━━━ INFORMATION PROVIDED ━━━

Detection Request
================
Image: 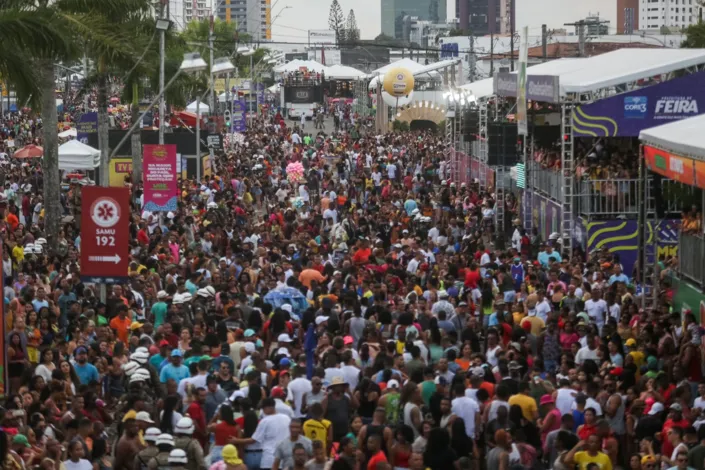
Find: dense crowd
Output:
[0,104,705,470]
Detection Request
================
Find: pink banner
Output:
[142,145,179,212]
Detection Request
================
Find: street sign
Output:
[81,186,130,284]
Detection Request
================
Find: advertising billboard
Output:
[494,72,560,103]
[142,144,179,212]
[76,112,98,145]
[573,72,705,137]
[81,186,130,284]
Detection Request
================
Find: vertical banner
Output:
[76,112,98,145]
[516,26,529,135]
[230,99,247,132]
[81,186,130,284]
[142,144,179,212]
[0,241,7,398]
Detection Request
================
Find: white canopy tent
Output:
[326,65,366,80]
[59,140,100,170]
[560,48,705,95]
[186,101,211,114]
[639,114,705,161]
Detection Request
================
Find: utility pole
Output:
[468,34,475,83]
[509,0,515,72]
[490,29,494,77]
[541,24,548,62]
[159,0,166,145]
[208,14,216,116]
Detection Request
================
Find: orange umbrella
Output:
[12,144,44,158]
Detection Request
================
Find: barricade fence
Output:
[678,232,705,287]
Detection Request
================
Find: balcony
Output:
[678,232,705,287]
[527,161,563,202]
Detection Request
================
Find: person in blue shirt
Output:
[609,264,629,285]
[159,349,191,384]
[73,346,99,385]
[538,245,563,268]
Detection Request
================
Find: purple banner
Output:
[573,71,705,137]
[230,99,247,132]
[76,112,98,145]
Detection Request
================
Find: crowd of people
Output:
[0,101,705,470]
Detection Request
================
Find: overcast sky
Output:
[272,0,617,43]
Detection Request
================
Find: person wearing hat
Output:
[167,448,189,470]
[147,433,174,470]
[218,444,247,470]
[132,428,161,470]
[159,349,190,384]
[113,418,142,470]
[172,417,207,470]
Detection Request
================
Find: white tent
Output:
[186,101,211,114]
[59,140,100,170]
[59,127,78,139]
[326,65,365,80]
[639,114,705,161]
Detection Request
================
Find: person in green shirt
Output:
[151,290,168,329]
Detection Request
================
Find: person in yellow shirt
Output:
[563,434,612,470]
[509,382,539,423]
[303,403,333,452]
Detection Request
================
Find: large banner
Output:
[573,72,705,137]
[142,144,179,212]
[76,112,98,145]
[516,26,529,135]
[493,73,561,103]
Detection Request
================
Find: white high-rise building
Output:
[639,0,700,32]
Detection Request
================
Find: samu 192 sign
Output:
[81,186,130,284]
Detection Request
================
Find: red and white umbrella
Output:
[12,144,44,158]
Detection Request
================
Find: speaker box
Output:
[487,122,519,166]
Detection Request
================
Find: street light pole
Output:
[159,0,166,145]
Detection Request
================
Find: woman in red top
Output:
[208,405,240,463]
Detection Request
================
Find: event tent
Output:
[639,114,705,161]
[326,65,365,80]
[59,140,100,170]
[186,101,211,114]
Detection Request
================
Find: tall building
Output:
[455,0,516,36]
[617,0,639,34]
[639,0,700,31]
[381,0,448,39]
[214,0,272,41]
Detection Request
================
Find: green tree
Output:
[345,8,360,43]
[328,0,346,44]
[681,23,705,49]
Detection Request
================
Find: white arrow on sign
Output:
[88,255,120,264]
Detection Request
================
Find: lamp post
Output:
[156,15,171,145]
[110,52,208,159]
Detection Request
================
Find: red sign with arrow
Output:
[81,186,130,284]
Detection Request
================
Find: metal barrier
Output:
[576,179,652,217]
[527,161,563,202]
[678,232,705,287]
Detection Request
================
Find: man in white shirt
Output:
[250,398,291,469]
[575,335,598,365]
[287,366,312,418]
[585,289,607,334]
[450,384,480,439]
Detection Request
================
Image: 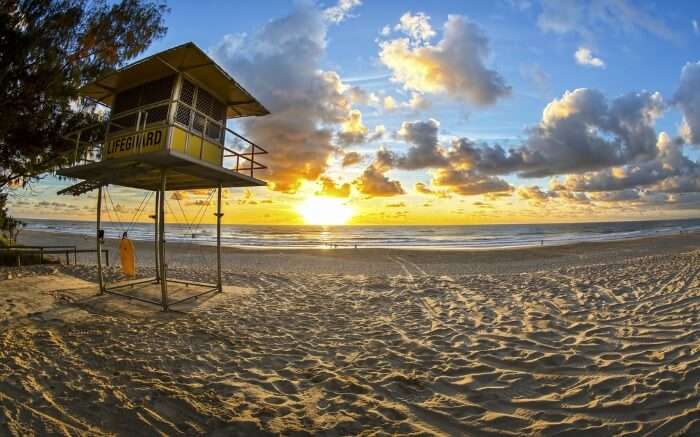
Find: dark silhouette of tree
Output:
[0,0,167,191]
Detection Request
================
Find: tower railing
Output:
[64,105,268,178]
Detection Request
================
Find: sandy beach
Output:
[0,232,700,436]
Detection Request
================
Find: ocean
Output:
[22,219,700,250]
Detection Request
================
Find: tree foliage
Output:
[0,0,167,190]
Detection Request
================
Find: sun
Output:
[297,197,354,225]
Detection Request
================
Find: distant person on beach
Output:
[119,232,136,278]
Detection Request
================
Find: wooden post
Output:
[95,185,104,294]
[216,184,223,293]
[153,190,160,282]
[158,169,168,311]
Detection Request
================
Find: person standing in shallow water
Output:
[119,232,136,278]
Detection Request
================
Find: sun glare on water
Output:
[297,197,353,225]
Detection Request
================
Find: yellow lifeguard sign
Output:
[57,43,268,309]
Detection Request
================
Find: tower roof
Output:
[79,42,269,118]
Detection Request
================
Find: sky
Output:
[10,0,700,225]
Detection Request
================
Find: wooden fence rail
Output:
[0,246,109,267]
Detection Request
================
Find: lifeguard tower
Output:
[57,43,269,310]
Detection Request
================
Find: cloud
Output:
[590,189,641,202]
[353,149,405,197]
[537,0,678,41]
[574,47,605,68]
[559,132,700,192]
[386,202,406,208]
[316,176,351,197]
[342,152,363,167]
[379,15,511,106]
[515,185,552,205]
[431,167,513,196]
[323,0,362,24]
[673,62,700,145]
[211,2,356,192]
[338,109,369,146]
[382,96,398,111]
[413,182,452,199]
[474,88,666,177]
[394,12,435,44]
[392,118,447,170]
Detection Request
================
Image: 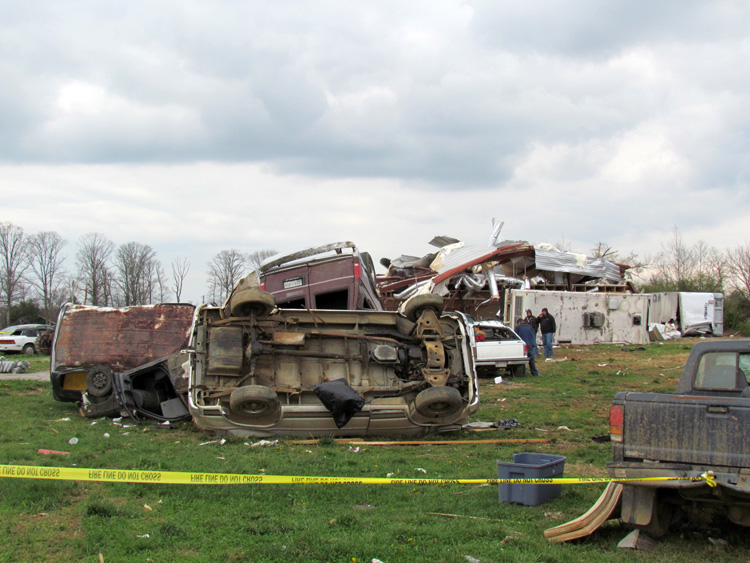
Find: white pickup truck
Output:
[449,311,529,377]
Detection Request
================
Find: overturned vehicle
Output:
[50,304,195,421]
[189,275,479,437]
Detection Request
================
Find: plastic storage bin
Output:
[497,453,565,506]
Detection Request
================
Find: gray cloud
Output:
[0,0,750,304]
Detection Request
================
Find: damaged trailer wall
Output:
[648,291,724,336]
[503,289,649,345]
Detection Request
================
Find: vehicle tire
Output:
[404,293,443,322]
[414,386,463,418]
[229,385,279,417]
[229,287,276,317]
[86,366,112,397]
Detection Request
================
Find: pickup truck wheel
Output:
[229,385,279,416]
[86,366,112,397]
[414,386,463,418]
[229,288,276,317]
[404,293,443,322]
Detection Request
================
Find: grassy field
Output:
[0,339,750,563]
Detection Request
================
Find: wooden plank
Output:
[544,483,622,543]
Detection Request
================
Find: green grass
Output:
[0,352,50,373]
[0,340,750,563]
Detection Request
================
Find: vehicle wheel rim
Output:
[91,372,108,390]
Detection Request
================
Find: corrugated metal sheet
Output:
[51,304,195,371]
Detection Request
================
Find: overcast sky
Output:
[0,0,750,302]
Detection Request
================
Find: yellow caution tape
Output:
[0,465,716,486]
[701,471,718,487]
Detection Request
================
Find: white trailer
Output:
[503,289,649,345]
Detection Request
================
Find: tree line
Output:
[0,222,750,335]
[0,222,276,326]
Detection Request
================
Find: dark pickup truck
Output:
[608,340,750,536]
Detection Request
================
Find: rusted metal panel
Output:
[51,304,194,372]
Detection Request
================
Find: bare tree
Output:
[114,242,159,307]
[652,225,697,290]
[691,240,727,292]
[247,248,278,270]
[0,223,29,324]
[727,242,750,299]
[208,248,247,303]
[27,231,66,319]
[76,233,115,305]
[172,258,190,303]
[152,260,169,303]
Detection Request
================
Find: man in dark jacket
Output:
[524,309,539,358]
[537,307,557,359]
[516,319,539,375]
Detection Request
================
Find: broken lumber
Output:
[544,483,622,543]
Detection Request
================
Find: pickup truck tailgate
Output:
[615,393,750,467]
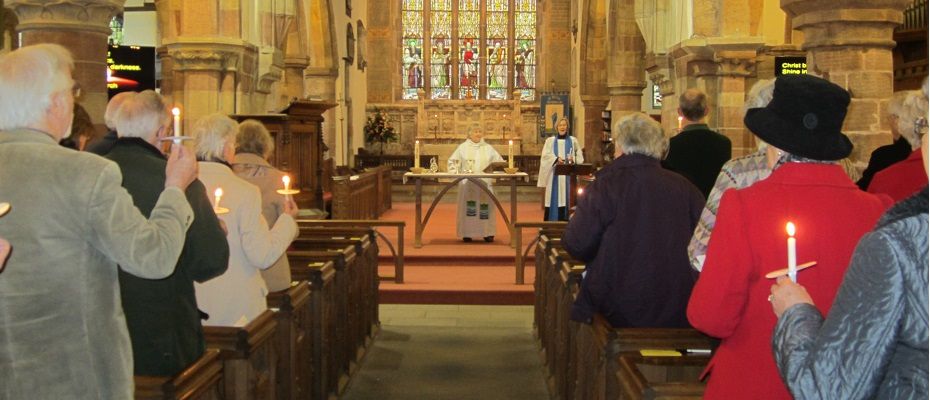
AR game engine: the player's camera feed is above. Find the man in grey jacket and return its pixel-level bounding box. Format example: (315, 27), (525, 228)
(0, 44), (197, 399)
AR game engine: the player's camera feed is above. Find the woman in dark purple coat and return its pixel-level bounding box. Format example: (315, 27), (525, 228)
(562, 113), (704, 328)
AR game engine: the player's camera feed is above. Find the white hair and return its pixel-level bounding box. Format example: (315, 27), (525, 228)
(194, 113), (239, 161)
(0, 44), (74, 130)
(613, 112), (668, 159)
(103, 92), (136, 131)
(888, 90), (928, 149)
(115, 90), (170, 141)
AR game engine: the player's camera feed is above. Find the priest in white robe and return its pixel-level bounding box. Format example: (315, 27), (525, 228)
(536, 118), (584, 221)
(449, 126), (504, 242)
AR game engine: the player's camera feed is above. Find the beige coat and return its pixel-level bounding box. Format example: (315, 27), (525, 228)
(0, 130), (194, 399)
(232, 153), (291, 292)
(195, 162), (297, 326)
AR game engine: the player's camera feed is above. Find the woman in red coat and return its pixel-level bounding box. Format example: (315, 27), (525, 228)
(688, 75), (892, 399)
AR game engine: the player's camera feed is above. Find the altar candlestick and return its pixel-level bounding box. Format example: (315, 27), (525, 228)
(785, 222), (798, 283)
(213, 188), (223, 208)
(171, 107), (181, 136)
(507, 140), (513, 168)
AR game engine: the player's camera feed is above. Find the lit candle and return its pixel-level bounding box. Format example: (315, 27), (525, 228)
(507, 140), (513, 168)
(213, 188), (223, 208)
(785, 222), (798, 283)
(171, 107), (181, 136)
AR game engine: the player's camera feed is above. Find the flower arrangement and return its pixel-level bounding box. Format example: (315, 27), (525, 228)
(365, 110), (397, 154)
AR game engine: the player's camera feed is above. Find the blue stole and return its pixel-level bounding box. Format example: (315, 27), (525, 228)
(546, 134), (574, 221)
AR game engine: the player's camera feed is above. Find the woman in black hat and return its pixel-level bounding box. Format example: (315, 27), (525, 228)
(688, 75), (891, 399)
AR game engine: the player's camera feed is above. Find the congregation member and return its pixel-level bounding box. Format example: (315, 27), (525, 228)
(562, 113), (704, 328)
(771, 136), (930, 399)
(193, 114), (298, 326)
(105, 90), (229, 376)
(232, 119), (291, 292)
(87, 92), (136, 156)
(868, 86), (928, 201)
(449, 126), (504, 242)
(536, 117), (584, 221)
(856, 85), (926, 190)
(662, 88), (732, 199)
(688, 75), (892, 399)
(59, 103), (97, 151)
(688, 79), (775, 272)
(0, 44), (197, 399)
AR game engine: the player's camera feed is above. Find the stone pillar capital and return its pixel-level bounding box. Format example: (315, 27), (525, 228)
(6, 0), (126, 35)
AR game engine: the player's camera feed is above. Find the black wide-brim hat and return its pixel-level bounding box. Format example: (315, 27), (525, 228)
(743, 75), (853, 161)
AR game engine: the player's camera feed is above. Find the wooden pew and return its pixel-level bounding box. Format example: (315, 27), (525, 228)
(574, 315), (714, 399)
(267, 281), (313, 400)
(616, 352), (710, 400)
(287, 250), (355, 394)
(287, 252), (343, 399)
(203, 310), (278, 400)
(135, 349), (225, 400)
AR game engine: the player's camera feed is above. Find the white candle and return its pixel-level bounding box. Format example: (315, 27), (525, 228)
(785, 222), (798, 283)
(171, 107), (181, 136)
(507, 140), (513, 168)
(213, 188), (223, 208)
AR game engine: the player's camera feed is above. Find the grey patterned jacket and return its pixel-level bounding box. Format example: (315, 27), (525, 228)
(772, 188), (928, 399)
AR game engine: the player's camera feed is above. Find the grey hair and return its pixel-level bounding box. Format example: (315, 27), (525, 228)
(103, 92), (137, 131)
(236, 119), (274, 158)
(114, 90), (171, 141)
(743, 78), (775, 115)
(0, 43), (74, 130)
(888, 90), (927, 149)
(194, 113), (239, 161)
(613, 112), (668, 159)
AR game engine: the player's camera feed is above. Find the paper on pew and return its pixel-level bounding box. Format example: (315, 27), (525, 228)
(639, 349), (681, 357)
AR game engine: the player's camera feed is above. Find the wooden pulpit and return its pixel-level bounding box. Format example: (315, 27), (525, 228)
(553, 164), (594, 214)
(231, 100), (336, 210)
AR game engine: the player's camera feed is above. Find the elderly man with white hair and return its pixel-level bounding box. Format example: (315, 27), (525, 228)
(194, 114), (298, 326)
(0, 44), (197, 399)
(562, 113), (704, 328)
(87, 92), (136, 156)
(105, 90), (229, 376)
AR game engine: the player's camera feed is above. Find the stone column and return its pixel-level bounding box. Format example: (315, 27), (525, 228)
(600, 0), (646, 132)
(781, 0), (912, 165)
(6, 0), (125, 124)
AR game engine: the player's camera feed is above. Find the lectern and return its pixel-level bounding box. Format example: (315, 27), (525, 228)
(553, 164), (594, 214)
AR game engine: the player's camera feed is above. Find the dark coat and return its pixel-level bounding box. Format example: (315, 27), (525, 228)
(662, 124), (733, 199)
(856, 137), (911, 190)
(106, 138), (229, 375)
(85, 131), (117, 156)
(562, 154), (704, 328)
(772, 187), (928, 399)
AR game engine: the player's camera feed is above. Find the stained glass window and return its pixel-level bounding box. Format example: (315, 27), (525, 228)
(401, 0), (423, 100)
(401, 0), (537, 101)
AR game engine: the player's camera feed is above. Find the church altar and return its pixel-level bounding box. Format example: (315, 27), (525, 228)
(403, 172), (529, 248)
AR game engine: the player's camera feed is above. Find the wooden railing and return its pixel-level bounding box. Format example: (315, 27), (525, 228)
(297, 219), (407, 283)
(332, 166), (391, 220)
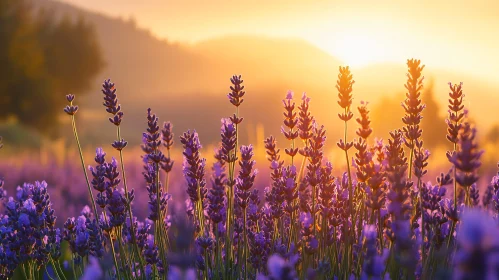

━━━

# [DIRECTIVE]
Rewrite the material from the line containing "woman in black" through the line containing "(688, 75), (891, 399)" as a Markdown table with the columns Row and Line Text, numbering each line and omitting blank lines.

# [REPLY TO THE TASK]
| Row | Line Text |
|---|---|
| 1 | AR game engine: the player's camera feed is above. Find the woman in black hat and return its pixel-level bounding box. Format example: (315, 27), (525, 228) |
| 2 | (688, 75), (891, 399) |